Am darauffolgenden Tag wollte er sich nicht treffen, da er Schmerzen hatte. Also machten wir uns auf, noch einmal die Innenstadt zu erkunden. Die Temperaturen waren leider immer noch recht kühl und das Wetter wechselhaft. Das letzte Mal als wir hier waren bewegten sie sich zwischen 30 und 42°C, was Sightseeing weniger attraktiv machte. Diesmal ließ sich alles entspannt zu Fuß erkunden. Wir nahmen wirklich eine Menge mit.

Einen Tag verbrachten wir im riesigen Melbourne Museum, das Ausstellungen zu allen möglichen Themen anbietet. Der erste Teil beschäftigte sich mit dem Thema „Jurrasic World“, also Dinosauriern. Der Rundgang war aufgebaut, als würde man an einer Führung durch einen Erlebnispark teilnehmen, in dem Dinosaurier wieder zum Leben erweckt worden sind. Die beweglichen Dino-Roboter sahen extrem echt aus, inklusive sich bewegender Haut und allem drum und dran.  Danach schauten wir uns noch den Teil des Museums an, der sich (auch kritisch) mit der Aborigine-Geschichte auseinandersetzt. Sehr interessant, allerdings auch ziemlich grausam, wie sich der weiße Mann hier in Australien eingeführt hat. Die sogenannte „verlorene Generation“ der Aborigines erhielt ihren Namen dadurch, dass Tausenden Kinder ihren Familien entrissen worden. Begründung: deren leibliche Eltern könnten nicht ordentlich für sie sorgen. Wahnsinn. Die Abneigung vieler Menschen gegenüber den Ureinwohnern wird auch heute noch deutlich. Gerade auf dem Land, wo wir uns aktuell befinden, werden die Pubs halt doch nur von Weißen besucht, während die Aborigines in der Spielhalle nebenan sitzen. Und nach Aussage einiger Leute auch nie einen Fuß in die Bars setzen würden. Es gehört sich wohl einfach nicht und der gemeine (erst vor einigen Generationen eingewanderte) Australier möchte sich mit „diesen Leuten“ nicht abgeben. Traurig, dass rassistische Auswüchse selbst am anderen Ende der Welt zur Tagesordnung gehören. Zum Schluss schauten wir uns noch die Insekten-Ausstellung des Museums an. Inklusive lebender Exemplare der meisten gifitgen, großen Spinnen Australiens. Für mich eine große Überwindung, da genauer hinzuschauen.  Das Museum hätte noch mehr zu bieten gehabt, wir hatten dann jedoch keine Zeit mehr.

-=-=-

### ZIELE
- a) Laut dem Reisebericht über Melbourne: Weshalb war Sightseeing beim letzten Aufenthalt weniger attraktiv?
- b) Führe den Reisebericht über Melbourne nach seinem letzten Satz weiter.

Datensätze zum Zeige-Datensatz
-=-=-

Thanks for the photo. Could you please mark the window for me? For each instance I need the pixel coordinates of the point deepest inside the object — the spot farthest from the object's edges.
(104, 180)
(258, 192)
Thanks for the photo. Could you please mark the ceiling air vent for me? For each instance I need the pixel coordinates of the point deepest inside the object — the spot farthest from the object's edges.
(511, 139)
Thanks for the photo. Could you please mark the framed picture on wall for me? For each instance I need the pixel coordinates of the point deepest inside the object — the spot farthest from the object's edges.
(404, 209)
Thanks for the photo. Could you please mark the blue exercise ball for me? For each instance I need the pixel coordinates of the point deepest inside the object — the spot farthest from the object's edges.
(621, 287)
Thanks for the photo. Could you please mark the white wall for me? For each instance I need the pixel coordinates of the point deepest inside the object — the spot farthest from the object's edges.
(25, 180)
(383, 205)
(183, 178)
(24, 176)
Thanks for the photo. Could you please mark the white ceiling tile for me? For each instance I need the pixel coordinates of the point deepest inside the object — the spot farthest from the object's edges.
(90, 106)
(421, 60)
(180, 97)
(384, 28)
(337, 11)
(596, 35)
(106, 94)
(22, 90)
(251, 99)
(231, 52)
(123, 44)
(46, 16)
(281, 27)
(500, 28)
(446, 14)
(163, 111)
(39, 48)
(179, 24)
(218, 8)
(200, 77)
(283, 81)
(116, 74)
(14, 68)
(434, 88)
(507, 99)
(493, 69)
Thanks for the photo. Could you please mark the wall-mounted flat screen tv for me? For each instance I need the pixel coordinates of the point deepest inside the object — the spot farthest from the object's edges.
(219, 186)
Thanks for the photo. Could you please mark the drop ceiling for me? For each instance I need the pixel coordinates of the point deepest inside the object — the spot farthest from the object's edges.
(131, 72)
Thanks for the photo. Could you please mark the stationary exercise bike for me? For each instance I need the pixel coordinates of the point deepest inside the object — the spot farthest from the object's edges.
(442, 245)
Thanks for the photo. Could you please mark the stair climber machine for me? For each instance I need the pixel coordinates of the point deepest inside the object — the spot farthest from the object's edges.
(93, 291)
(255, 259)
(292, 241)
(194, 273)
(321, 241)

-=-=-

### ANTWORTEN JE AUFGABE
- a) Die Temperaturen lagen damals zwischen 30 und 42 °C.

- b)
An einem der nächsten Tage nahmen wir an einer sogenannten „Free Walking Tour“ teil, die täglich vor der Bibliothek im Stadtzentrum startet. Wie der Name schon sagt handelt es sich um einen kostenlosen Stadtrundgang, an dessen Ende jeder das als Trinkgeld geben kann, was er bereit ist zu geben. Wir wurden über 3 Stunden sehr gut unterhalten und haben Ecken gesehen, von denen wir vorher noch nichts wussten.

Da unser Zimmer in einem der angesagten Hipsterviertel Melbournes (Fitzroy) lag, nahmen wir dort auch einige Bars mit. Wir trafen uns in einer davon noch einmal mit Norman, einem deutschen Auswanderer in unserem Alter, den wir bei unserem letzten Aufenthalt über Karo und Michael kennen gelernt haben. Einen Abend verbrachten wir mit Omeid, einem afghanischen Kumpel von Norman. War echt schön, die Leute mal wieder zu sehen.

Nächster Stopp war Brisbane. Hierher kamen wir aus einem schönen Grund: unsere Freunde Darren und Nici haben ihren Nachwuchs zur Welt gebracht. Als wir die beiden im Januar verließen um nach Neuseeland aufzubrechen, war Nici noch hochschwanger. Nun konnten wir klein Addison persönlich begrüßen. Uns war ja gar nicht bewusst, wie viel Babys den ganzen Tag sabbern können. Trotzdem ist „Bubbles“, das ist ihr passender Spitzname, einfach putzig. Ein sehr ausgeglichenes, fröhliches Wurschtgewitter :-)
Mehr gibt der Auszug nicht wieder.